Source records

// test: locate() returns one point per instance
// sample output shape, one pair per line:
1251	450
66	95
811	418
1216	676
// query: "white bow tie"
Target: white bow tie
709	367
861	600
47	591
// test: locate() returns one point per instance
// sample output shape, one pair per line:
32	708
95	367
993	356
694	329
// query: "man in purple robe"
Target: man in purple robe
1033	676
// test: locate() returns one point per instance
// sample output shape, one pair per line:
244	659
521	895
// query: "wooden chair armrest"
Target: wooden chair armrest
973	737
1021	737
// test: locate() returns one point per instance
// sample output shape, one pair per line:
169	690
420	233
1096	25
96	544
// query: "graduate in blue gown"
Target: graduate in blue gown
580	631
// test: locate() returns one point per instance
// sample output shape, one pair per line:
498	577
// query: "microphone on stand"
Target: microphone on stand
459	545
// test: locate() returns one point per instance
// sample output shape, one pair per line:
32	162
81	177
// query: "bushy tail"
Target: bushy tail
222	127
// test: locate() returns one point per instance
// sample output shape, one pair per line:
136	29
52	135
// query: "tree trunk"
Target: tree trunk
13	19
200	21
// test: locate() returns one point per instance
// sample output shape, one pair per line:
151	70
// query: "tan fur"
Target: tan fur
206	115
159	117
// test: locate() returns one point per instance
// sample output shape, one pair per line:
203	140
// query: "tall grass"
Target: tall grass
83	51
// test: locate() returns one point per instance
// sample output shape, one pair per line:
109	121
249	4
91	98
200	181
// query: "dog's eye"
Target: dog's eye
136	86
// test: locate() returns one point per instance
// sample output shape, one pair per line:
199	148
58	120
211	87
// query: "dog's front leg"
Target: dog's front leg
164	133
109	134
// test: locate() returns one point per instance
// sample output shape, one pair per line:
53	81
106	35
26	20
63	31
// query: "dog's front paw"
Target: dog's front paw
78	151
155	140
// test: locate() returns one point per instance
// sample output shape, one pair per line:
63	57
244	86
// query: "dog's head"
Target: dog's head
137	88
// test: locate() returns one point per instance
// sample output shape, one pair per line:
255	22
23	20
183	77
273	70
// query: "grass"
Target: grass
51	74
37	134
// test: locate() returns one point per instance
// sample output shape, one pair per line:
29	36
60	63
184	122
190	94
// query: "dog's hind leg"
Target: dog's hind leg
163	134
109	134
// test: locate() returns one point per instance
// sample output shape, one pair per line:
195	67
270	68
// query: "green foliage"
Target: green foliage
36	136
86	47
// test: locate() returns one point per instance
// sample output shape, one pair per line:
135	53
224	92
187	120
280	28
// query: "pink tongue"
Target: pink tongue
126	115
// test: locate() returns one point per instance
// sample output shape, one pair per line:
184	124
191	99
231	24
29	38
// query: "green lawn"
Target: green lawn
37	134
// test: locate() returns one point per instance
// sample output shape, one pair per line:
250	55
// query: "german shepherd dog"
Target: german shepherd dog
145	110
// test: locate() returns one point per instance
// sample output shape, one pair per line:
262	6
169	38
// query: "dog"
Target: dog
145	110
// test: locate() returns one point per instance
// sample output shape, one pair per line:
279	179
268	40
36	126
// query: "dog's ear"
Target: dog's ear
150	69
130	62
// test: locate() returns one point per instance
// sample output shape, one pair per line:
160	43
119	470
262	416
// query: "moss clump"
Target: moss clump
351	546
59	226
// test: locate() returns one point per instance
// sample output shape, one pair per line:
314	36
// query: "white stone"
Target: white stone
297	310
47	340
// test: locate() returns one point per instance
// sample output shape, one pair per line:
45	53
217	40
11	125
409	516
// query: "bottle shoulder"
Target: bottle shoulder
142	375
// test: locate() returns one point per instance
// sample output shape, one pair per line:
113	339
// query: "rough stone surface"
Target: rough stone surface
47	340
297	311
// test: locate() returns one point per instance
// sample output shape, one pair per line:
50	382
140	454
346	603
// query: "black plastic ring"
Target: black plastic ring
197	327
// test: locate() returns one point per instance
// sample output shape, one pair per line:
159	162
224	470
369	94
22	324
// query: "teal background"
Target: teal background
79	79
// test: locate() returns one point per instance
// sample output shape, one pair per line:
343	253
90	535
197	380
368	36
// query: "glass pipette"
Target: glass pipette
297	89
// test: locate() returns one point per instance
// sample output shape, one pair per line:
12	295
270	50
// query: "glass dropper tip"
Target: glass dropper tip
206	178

-- What is required --
Every entry should be printed again exactly as it stands.

-- Exercise output --
// test: locate() returns one point per instance
// sample output shape, one pair per line:
1251	450
66	95
811	418
1216	676
// query: "white bow tie"
Target: white bow tie
709	367
861	600
47	591
// test: locate() returns one point per instance
// sample output shape, one pair per line:
32	708
95	367
993	356
694	329
// query: "man in purple robe"
Target: man in purple robe
1033	676
// test: locate() returns one point per instance
// sample output shape, one pair per line:
244	659
521	895
// query: "wooden chair armrest"
Target: wooden chair armrest
973	737
1021	737
// test: locate() returns one point per instance
// sample output shape, one pair per line:
169	690
420	233
1096	25
96	544
// query: "graduate in blue gown"
Target: graduate in blue gown
580	631
// test: locate() returns one point per instance
// sample output shape, one pair per line:
498	577
// query: "microphone on stand"
Target: microphone on stand
459	545
// test: locate() returns one point per instance
// sample output shape, one pair per line:
32	162
81	177
// query: "bushy tail"
Target: bushy tail
222	127
// test: locate() returns one point per instance
// sample output shape, one pair per line:
136	29
52	135
// query: "tree trunk"
Target: tree trunk
13	19
200	21
// test: locate() returns one point per instance
// sample output shape, one pair per line:
151	70
// query: "tan fur"
Target: tan fur
206	115
159	117
// test: locate() returns one point per instance
// sample output shape, one pair per line:
203	140
// query: "tall grass"
Target: tall grass
83	51
// test: locate() returns one point per instance
// sample output shape, one pair per line:
109	121
249	4
91	98
200	181
// query: "dog's eye"
Target: dog's eye
136	86
// test: locate() returns one point per instance
// sample output shape, one pair per line:
199	148
58	120
211	87
// query: "dog's front leg"
Target: dog's front leg
164	133
109	134
// test: locate() returns one point per instance
// sample output shape, one pair per line:
53	81
106	35
26	20
63	31
// query: "dog's front paw"
Target: dog's front paw
78	151
155	140
// test: locate() returns one point per instance
// sample output shape, one pair per line:
63	57
244	86
// query: "dog's head"
Target: dog's head
137	88
// test: locate() returns one point per instance
// sample output shape, one pair per line:
255	22
23	20
183	77
273	70
// query: "grass"
Target: grass
51	74
37	134
// test: locate() returns one point per instance
// sample output shape, one pair per line:
29	36
60	63
184	122
190	94
// query: "dog's hind leg"
Target: dog's hind leg
163	134
109	134
// test: locate() returns one point per instance
// sample output shape, one pair per line:
195	67
270	68
// query: "green foliage"
Target: green foliage
36	136
86	47
// test: locate() returns one point per instance
// sample output shape, one pair per line:
135	53
224	92
187	120
280	28
// query: "pink tongue"
Target: pink tongue
126	115
// test: locate() returns one point per instance
// sample output shape, one pair per line:
184	124
191	99
231	24
29	38
// query: "green lawn"
Target: green lawn
37	134
// test: locate() returns one point per instance
// sample output shape, one pair per line:
250	55
// query: "german shepherd dog"
Target: german shepherd dog
145	110
// test: locate() returns one point per instance
// sample output shape, one pair per line:
262	6
169	38
// query: "dog"
Target: dog
145	110
// test: locate() returns one point per instance
// sample output shape, one pair per line:
279	179
268	40
36	126
// query: "dog's ear"
Target: dog's ear
150	69
130	62
// test: locate() returns one point per instance
// sample output shape, one pair per line:
160	43
119	470
262	416
// query: "moss clump"
Target: moss clump
351	546
59	226
// test: locate() returns one point per instance
// sample output shape, one pair per line:
314	36
// query: "white stone"
Target: white stone
297	310
47	340
// test: locate() returns one point per instance
// sample output shape, one pair per line:
45	53
217	40
11	125
409	516
// query: "bottle shoulder"
Target: bottle shoulder
142	375
// test: locate() returns one point per instance
// sample output shape, one pair per line:
113	339
// query: "rough stone surface"
Target: rough stone surface
47	340
297	311
// test: locate() returns one point per instance
// sample output shape, one pair per line:
50	382
140	454
346	603
// query: "black plastic ring"
Target: black plastic ring
197	327
// test: locate() returns one point per instance
// sample output shape, one pair per line:
159	162
224	470
369	94
22	324
// query: "teal background"
Target: teal background
79	79
// test: locate() returns one point per instance
// sample output shape, one pair per line:
343	253
90	535
197	380
368	36
// query: "glass pipette"
Target: glass pipette
297	89
// test: locate() returns one point per instance
// sample output shape, one pair per line:
12	295
270	50
// query: "glass dropper tip"
Target: glass dropper tip
206	178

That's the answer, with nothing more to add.